Michael Newell knew from a very young age that he wanted to work in healthcare.
Although originally planning to apply to college as a pre-med major, once he shadowed health professionals from all areas of medicine, he realized nursing was the best fit for his career.
“I could see that nurses spent more time with the patient,” Newell says. “That’s what I wanted to do.”
Today, Newell, 26, is an R.N. in home care with the Granite VNA (Visiting Nurse Association) in Concord and a preceptor mentoring younger nurses as part of the VNA’s Nurse Residency Program.
“I knew from my initial meeting with Michael that he was smart beyond his years and that he would be a strong leader even at his young age,” says Cynthia Bergeron, RN, BSN, home care director at the Granite VNA. “He is confident in his ability to provide the best possible care to homecare patients.”
Bergeron says even though most young nurses are tentative and often seek reassurance, Michael is “the complete opposite.”

(Referring expression pointing records)
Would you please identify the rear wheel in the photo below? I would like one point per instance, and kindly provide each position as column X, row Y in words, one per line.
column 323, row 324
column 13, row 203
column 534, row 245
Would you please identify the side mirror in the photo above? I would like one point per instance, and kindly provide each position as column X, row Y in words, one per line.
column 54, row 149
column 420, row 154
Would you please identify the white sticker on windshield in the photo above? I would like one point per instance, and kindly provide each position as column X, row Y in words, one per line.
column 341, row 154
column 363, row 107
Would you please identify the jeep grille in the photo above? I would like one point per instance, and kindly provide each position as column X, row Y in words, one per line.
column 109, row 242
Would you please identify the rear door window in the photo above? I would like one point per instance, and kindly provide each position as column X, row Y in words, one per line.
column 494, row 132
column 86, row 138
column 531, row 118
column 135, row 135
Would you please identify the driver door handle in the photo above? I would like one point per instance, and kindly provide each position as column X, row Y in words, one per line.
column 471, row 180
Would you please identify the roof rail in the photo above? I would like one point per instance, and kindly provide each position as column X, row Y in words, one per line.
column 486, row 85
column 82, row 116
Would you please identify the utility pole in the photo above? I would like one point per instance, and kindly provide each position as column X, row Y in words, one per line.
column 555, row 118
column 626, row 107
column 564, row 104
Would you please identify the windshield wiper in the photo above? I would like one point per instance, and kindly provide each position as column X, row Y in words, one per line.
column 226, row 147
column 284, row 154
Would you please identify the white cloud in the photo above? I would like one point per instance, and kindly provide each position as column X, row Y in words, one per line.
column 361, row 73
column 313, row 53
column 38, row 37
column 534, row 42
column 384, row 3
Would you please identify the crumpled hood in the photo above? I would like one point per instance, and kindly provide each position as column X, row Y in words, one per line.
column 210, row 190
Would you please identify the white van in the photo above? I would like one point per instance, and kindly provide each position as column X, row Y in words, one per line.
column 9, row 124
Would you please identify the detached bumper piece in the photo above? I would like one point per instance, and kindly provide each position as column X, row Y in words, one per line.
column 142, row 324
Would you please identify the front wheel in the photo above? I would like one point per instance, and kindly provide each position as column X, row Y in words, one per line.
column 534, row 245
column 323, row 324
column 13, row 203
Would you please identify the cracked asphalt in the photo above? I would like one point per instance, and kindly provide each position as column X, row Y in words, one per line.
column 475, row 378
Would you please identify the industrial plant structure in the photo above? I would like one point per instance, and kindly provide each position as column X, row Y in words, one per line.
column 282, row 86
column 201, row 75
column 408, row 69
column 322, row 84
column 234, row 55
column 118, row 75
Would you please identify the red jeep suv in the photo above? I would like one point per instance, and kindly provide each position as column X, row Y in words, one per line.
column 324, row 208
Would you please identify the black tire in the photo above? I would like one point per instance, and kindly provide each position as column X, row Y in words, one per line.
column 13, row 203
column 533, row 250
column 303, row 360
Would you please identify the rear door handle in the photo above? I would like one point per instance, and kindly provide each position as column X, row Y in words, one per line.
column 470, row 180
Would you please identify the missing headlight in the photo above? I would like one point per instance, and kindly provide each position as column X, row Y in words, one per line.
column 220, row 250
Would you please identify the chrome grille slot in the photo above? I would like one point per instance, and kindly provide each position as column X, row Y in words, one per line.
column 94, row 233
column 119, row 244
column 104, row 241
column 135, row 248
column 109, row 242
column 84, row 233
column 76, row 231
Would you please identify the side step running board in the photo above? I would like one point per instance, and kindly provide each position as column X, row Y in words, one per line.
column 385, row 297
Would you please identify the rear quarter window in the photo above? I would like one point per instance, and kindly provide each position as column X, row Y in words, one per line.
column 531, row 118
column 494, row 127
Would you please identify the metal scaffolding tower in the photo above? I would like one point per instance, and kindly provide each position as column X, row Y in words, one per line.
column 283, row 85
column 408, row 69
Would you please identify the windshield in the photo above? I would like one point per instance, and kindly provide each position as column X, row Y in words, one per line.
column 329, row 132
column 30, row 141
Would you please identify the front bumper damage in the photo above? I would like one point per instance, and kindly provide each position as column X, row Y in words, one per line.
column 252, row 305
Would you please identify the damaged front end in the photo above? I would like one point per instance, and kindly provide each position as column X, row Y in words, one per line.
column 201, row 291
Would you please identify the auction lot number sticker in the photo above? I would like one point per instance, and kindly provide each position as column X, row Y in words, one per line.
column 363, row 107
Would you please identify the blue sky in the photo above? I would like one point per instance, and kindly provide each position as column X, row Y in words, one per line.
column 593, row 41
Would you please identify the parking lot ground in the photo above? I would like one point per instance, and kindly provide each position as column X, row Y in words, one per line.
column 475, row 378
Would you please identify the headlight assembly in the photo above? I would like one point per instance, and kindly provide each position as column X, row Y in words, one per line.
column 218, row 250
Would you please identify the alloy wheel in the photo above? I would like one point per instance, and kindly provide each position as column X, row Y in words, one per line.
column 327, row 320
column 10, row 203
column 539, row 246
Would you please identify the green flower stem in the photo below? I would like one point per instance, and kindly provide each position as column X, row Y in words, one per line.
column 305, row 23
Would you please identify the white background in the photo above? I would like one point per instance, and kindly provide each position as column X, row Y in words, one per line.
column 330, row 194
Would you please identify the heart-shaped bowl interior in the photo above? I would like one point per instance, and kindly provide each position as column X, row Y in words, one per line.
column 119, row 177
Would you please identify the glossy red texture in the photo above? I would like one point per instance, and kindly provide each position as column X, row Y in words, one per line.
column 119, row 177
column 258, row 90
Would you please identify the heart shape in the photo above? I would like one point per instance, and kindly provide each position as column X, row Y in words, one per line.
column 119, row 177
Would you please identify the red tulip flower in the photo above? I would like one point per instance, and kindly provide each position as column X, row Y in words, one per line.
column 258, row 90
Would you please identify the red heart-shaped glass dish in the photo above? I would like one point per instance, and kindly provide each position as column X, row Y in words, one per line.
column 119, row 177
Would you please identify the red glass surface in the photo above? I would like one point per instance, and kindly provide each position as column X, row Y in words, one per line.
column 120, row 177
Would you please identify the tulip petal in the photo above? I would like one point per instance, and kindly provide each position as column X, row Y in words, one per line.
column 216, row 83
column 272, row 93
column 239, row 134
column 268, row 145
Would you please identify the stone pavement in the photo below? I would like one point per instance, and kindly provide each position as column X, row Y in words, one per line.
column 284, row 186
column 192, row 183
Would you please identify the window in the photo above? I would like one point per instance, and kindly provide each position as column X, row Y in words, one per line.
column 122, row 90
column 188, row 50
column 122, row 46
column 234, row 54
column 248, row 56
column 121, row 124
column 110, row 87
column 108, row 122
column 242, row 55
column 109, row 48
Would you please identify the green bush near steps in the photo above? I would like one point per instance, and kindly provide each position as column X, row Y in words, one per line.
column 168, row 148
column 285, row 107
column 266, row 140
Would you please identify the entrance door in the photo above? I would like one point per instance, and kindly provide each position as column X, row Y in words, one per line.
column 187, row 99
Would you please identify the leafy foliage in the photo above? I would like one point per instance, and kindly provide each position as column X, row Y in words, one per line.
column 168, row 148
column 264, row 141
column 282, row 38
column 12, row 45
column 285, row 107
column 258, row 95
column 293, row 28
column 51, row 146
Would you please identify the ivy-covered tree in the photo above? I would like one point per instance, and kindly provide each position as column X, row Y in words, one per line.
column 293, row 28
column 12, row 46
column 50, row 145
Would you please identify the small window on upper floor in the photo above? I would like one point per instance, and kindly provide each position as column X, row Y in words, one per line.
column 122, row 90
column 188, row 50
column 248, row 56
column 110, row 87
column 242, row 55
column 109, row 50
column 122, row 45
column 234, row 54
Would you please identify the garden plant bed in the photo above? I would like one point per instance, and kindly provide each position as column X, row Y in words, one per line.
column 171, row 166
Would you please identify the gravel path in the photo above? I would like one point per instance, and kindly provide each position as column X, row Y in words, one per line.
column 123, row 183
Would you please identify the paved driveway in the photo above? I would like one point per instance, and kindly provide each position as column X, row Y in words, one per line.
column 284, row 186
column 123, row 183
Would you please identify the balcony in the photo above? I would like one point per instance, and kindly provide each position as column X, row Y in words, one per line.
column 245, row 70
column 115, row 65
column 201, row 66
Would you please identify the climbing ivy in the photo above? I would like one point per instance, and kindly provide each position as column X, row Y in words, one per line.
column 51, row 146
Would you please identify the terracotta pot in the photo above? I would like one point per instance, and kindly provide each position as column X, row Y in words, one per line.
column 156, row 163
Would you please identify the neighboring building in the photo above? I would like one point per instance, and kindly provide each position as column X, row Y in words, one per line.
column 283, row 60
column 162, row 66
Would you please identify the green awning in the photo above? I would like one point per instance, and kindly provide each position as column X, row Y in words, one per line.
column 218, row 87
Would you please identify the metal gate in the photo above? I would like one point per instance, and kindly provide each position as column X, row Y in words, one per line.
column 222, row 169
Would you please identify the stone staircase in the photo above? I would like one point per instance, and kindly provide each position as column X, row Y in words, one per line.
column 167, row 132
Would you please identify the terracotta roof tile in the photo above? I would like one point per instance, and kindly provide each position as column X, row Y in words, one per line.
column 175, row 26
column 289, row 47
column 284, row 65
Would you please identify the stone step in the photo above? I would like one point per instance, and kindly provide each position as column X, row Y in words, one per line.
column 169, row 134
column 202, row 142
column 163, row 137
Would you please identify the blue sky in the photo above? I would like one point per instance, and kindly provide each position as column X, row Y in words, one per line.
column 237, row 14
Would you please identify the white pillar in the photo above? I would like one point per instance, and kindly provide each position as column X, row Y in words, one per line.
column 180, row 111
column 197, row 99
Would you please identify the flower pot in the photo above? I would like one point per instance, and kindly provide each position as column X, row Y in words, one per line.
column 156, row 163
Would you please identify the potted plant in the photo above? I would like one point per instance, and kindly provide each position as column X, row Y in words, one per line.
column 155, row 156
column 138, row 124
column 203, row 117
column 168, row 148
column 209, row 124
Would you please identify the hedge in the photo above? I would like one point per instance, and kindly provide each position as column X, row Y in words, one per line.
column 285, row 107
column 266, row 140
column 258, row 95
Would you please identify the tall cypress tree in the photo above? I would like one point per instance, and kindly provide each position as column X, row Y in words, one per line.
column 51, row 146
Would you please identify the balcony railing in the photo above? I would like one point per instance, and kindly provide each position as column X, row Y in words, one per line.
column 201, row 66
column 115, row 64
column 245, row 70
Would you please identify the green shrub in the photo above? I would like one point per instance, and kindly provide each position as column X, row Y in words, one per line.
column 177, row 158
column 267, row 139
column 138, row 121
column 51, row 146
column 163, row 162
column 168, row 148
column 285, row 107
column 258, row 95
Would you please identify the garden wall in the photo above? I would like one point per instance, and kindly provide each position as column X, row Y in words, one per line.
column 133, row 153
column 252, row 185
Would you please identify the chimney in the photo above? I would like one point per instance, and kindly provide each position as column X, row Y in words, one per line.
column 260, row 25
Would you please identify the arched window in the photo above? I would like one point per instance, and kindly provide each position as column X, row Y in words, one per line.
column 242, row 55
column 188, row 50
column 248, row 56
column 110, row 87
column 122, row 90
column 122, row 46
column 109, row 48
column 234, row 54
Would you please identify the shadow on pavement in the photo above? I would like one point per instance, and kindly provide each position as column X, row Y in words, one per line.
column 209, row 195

Task details
Quote the full text about Michael Newell's nursing career word for word.

Answer to this task
Michael Newell knew from a very young age that he wanted to work in healthcare.
Although originally planning to apply to college as a pre-med major, once he shadowed health professionals from all areas of medicine, he realized nursing was the best fit for his career.
“I could see that nurses spent more time with the patient,” Newell says. “That’s what I wanted to do.”
Today, Newell, 26, is an R.N. in home care with the Granite VNA (Visiting Nurse Association) in Concord and a preceptor mentoring younger nurses as part of the VNA’s Nurse Residency Program.
“I knew from my initial meeting with Michael that he was smart beyond his years and that he would be a strong leader even at his young age,” says Cynthia Bergeron, RN, BSN, home care director at the Granite VNA. “He is confident in his ability to provide the best possible care to homecare patients.”
Bergeron says even though most young nurses are tentative and often seek reassurance, Michael is “the complete opposite.”